[AIM OF THE EXERCISE]: From the items below, pull out every line that contains the string "countertop" and copy each one in full. Matching is case-sensitive.

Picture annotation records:
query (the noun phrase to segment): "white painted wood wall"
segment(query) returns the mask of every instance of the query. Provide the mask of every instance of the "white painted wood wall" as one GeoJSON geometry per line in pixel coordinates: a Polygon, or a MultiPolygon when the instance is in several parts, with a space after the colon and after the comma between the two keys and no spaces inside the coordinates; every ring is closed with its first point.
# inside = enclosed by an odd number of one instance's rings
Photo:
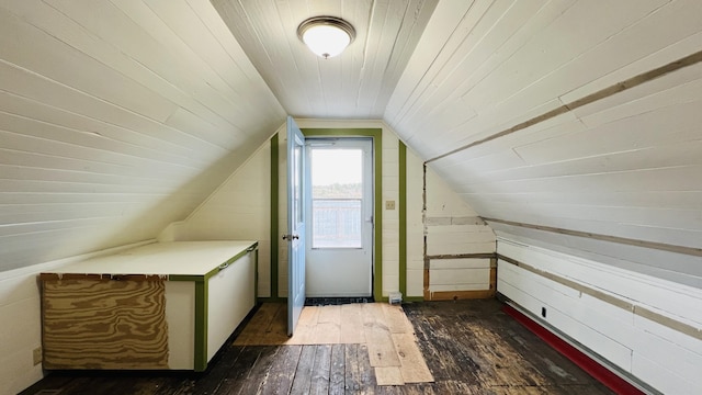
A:
{"type": "Polygon", "coordinates": [[[499,238],[497,252],[604,296],[500,260],[501,294],[537,321],[556,327],[663,393],[702,393],[702,291],[523,241],[499,238]],[[608,298],[632,307],[622,308],[608,298]],[[682,323],[697,328],[697,337],[647,318],[637,313],[641,308],[664,316],[672,326],[682,323]]]}
{"type": "Polygon", "coordinates": [[[494,253],[496,245],[492,229],[431,167],[427,168],[426,179],[424,229],[427,256],[430,258],[429,291],[489,290],[490,259],[461,256],[494,253]]]}
{"type": "Polygon", "coordinates": [[[263,143],[185,219],[170,224],[162,241],[258,240],[258,289],[271,296],[271,144],[263,143]]]}

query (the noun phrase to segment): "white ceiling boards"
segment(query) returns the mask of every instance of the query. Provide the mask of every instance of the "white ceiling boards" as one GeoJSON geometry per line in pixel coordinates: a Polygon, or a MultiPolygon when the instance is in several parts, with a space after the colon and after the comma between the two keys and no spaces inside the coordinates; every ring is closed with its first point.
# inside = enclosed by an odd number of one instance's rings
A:
{"type": "Polygon", "coordinates": [[[213,0],[235,38],[285,110],[296,117],[383,117],[437,4],[431,0],[213,0]],[[297,37],[313,16],[342,18],[356,31],[324,59],[297,37]]]}

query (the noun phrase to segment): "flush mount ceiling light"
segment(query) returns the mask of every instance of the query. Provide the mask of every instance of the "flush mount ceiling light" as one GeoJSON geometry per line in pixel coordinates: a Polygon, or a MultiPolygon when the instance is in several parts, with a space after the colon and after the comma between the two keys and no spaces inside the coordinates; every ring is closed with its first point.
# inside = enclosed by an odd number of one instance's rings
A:
{"type": "Polygon", "coordinates": [[[355,29],[340,18],[314,16],[297,26],[297,36],[317,56],[328,59],[353,42],[355,29]]]}

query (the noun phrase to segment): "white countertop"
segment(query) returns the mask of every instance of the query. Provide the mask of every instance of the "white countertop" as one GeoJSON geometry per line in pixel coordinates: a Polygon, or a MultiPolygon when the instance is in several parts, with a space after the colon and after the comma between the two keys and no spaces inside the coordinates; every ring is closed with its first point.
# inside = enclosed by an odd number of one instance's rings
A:
{"type": "Polygon", "coordinates": [[[154,242],[91,258],[45,273],[205,275],[257,241],[154,242]]]}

[SOLVED EXERCISE]:
query (the noun phrase to segment): "white countertop"
segment(query) returns the mask of every instance of the query. Provide the mask of every instance of the "white countertop" as one GeoJSON geometry per line in pixel coordinates: a Polygon, or a MultiPolygon when the instance is in several parts, with a space after the colon and after the comma between the two keys and no spaces inside the coordinates; every ring is closed with its first point.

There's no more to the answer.